- _Text shown_:
================================

ASGs with CapacityRebalance enabled react to the earlier EC2 Instance Rebalance Recommendation signal — AWS's hint that a Spot Instance is at elevated risk of interruption (but has not yet received the 2-minute notice). ASG launches a replacement ahead of time so the fleet does not dip below capacity when the interruption finally arrives.

Combining Spot with SQS for Fault Tolerance

The canonical SAA-C03 Spot-friendly pattern: SQS queue + ASG of Spot workers with mixed-instances policy + capacity-optimized allocation strategy + lifecycle hooks that drain the message and mark it visible again on interruption. This pattern tolerates interruptions without losing work and delivers maximum elastic compute scaling cost savings.

Spot Instances require the workload to tolerate interruption. Stateful databases, long-running sessions with user affinity, and single-instance deployments are wrong for Spot. SAA-C03 tests this constantly — any question that says "Spot" plus "stateful" plus "no work loss allowed" has a wrong answer somewhere. Correct Spot use cases are stateless, checkpointable, queue-backed, or replicated. Reference: https://docs.aws.amazon.com/AWSEC2/latest/UserGuide/spot-interruptions.html

Placement Groups — Topology Control for Elastic Compute Scaling

Placement groups control where inside an AZ your instances land relative to each other, which matters for latency-sensitive or availability-sensitive elastic compute scaling.

Cluster Placement Group

All instances packed on the same rack / network spine for lowest inter-instance latency and highest throughput. Ideal for HPC, tightly coupled distributed systems, low-latency market data.

Spread Placement Group

Each instance on distinct underlying hardware — up to seven per AZ. Ideal for small critical fleets (stateful leaders, license servers) where hardware failure of one instance must not take down another.

Partition Placement Group

Instances spread across logical partitions (up to seven per AZ) that map to different hardware racks. Used by distributed databases (Cassandra, HDFS, Kafka) so that the loss of one rack affects only one partition.

Integrating Elastic Compute Scaling with Other Services

Elastic compute scaling rarely operates in isolation.

With Elastic Load Balancing

Attach a target group to the ASG; the load balancer distributes traffic, the ASG replaces unhealthy targets. Use ELB health checks on the ASG for application-layer liveness.

With SQS — Decoupled Worker Scaling

For queue-driven workloads, scale on queue depth per instance using a CloudWatch target tracking policy on a custom metric (ApproximateNumberOfMessagesVisible / GroupInServiceInstances). This is the elastic compute scaling answer to "process a million messages per hour with Spot workers."

With ECS Service Auto Scaling

Amazon ECS uses Application Auto Scaling (a separate service) to scale tasks — target tracking, step, and scheduled policies on metrics like ECSServiceAverageCPUUtilization, ECSServiceAverageMemoryUtilization, or ALB RequestCountPerTarget. ECS Cluster Auto Scaling then adjusts the underlying EC2 ASG (for EC2 launch type) using Capacity Providers. With AWS Fargate, there is no underlying fleet to manage — elastic compute scaling stops at the task level.

================================

- _Listing_:
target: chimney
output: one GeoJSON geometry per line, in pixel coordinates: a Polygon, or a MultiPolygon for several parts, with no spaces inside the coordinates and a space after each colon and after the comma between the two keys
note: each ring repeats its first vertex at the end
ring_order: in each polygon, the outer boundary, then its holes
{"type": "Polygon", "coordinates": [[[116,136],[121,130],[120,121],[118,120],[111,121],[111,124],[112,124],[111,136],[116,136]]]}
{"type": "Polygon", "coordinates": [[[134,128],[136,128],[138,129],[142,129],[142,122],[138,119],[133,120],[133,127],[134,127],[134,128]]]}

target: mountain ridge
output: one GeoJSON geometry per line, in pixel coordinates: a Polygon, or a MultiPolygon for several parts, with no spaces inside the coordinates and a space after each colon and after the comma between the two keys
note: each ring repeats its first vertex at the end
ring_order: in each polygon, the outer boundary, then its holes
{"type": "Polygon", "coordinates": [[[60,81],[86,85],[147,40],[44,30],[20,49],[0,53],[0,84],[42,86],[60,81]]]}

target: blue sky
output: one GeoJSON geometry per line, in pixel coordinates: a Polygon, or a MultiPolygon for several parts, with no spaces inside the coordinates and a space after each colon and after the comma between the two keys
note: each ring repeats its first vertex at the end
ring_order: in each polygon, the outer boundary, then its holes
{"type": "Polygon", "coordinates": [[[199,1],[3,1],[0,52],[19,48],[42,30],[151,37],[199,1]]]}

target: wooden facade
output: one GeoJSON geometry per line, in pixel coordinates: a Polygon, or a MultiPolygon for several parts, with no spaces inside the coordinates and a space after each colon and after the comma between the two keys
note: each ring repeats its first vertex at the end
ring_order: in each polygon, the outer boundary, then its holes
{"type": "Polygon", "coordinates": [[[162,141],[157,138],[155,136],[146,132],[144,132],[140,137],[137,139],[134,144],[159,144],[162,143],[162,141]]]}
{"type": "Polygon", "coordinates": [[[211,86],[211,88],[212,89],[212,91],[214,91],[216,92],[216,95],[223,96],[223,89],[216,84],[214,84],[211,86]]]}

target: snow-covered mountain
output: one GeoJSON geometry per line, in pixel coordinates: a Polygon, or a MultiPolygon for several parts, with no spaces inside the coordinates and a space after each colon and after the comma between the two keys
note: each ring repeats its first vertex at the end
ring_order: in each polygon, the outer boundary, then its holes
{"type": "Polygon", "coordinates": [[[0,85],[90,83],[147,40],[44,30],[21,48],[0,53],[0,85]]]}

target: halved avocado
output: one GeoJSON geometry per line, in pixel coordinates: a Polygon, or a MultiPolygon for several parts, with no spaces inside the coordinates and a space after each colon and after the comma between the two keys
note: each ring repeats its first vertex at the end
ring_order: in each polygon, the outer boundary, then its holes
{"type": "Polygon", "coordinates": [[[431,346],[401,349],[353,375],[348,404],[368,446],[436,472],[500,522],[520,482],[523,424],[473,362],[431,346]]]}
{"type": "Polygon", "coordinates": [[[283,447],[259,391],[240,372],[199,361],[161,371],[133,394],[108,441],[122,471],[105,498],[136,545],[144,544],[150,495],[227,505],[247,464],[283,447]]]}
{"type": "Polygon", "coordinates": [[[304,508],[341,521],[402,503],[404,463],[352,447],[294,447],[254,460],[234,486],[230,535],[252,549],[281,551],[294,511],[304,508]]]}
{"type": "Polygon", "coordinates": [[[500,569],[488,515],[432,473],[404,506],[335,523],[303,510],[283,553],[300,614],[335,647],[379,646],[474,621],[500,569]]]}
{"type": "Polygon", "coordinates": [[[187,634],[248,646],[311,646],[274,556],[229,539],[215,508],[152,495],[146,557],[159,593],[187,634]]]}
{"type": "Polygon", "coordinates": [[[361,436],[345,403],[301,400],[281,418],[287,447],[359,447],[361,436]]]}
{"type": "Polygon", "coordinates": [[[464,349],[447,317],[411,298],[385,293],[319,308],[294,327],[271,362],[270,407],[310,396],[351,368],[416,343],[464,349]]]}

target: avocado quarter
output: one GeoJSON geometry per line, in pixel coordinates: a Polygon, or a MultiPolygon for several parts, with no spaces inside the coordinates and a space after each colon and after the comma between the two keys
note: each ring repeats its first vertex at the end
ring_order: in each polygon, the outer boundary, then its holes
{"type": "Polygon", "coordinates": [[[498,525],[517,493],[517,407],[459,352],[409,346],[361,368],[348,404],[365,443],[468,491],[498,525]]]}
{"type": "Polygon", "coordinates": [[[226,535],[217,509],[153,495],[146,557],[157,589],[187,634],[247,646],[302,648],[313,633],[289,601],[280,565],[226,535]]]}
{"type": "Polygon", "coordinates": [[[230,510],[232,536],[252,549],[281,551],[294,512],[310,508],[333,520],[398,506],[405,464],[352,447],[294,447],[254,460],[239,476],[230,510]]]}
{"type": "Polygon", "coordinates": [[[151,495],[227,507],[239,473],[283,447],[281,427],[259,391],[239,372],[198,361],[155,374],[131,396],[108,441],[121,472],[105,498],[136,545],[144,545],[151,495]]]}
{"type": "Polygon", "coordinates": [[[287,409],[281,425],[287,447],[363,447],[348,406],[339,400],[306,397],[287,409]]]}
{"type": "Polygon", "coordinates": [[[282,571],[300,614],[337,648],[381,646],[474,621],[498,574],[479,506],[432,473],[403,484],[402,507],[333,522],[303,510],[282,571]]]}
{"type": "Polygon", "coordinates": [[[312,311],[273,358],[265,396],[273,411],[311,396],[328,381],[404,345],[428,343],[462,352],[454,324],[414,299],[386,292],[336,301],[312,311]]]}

================================

- _To do_:
A - Summarize the text on elastic compute scaling in two sentences.
B - Carry on the text on elastic compute scaling from the point where it stops.
The records are separate from the text on elastic compute scaling.

- _Responses to the tasks_:
A - Auto Scaling groups can run Spot Instances that tolerate interruption by launching replacements on rebalance recommendations and pairing Spot workers with SQS queues, but Spot suits only stateless, checkpointable, queue-backed, or replicated workloads. Cluster, spread, and partition placement groups control where instances land within an AZ, and scaling works alongside Elastic Load Balancing, SQS queue-depth metrics, and ECS Service and Cluster Auto Scaling.

B -
With EKS — Cluster Autoscaler and Karpenter

Amazon EKS uses either the Kubernetes Cluster Autoscaler (which scales the EC2 ASG behind node groups) or AWS Karpenter (which launches right-sized EC2 capacity directly, faster and more efficiently than the Cluster Autoscaler). Horizontal Pod Autoscaler scales pods; Karpenter scales nodes. Together they deliver EKS-native elastic compute scaling.

With Lambda — Concurrency as Scaling

AWS Lambda scales by spawning additional concurrent execution environments automatically. You control elastic compute scaling through reserved concurrency (caps function concurrency to protect downstreams) and provisioned concurrency (pre-warms environments to eliminate cold starts). Lambda can scale to thousands of concurrent invocations in seconds, but per-account regional concurrency limits (default 1000) still apply.

With AWS Batch — Job-Driven Compute

AWS Batch provisions EC2 or Fargate compute on demand to drain a queue of jobs. It supports On-Demand, Spot, and managed compute environments that pick cost-optimal instance types automatically. For long-running, embarrassingly parallel workloads, AWS Batch is the elastic compute scaling answer.

Key Numbers to Memorize for Elastic Compute Scaling

ASG default cooldown: 300 seconds.
Spot interruption notice: 2 minutes (120 seconds).
Predictive scaling training window: 14 days of history.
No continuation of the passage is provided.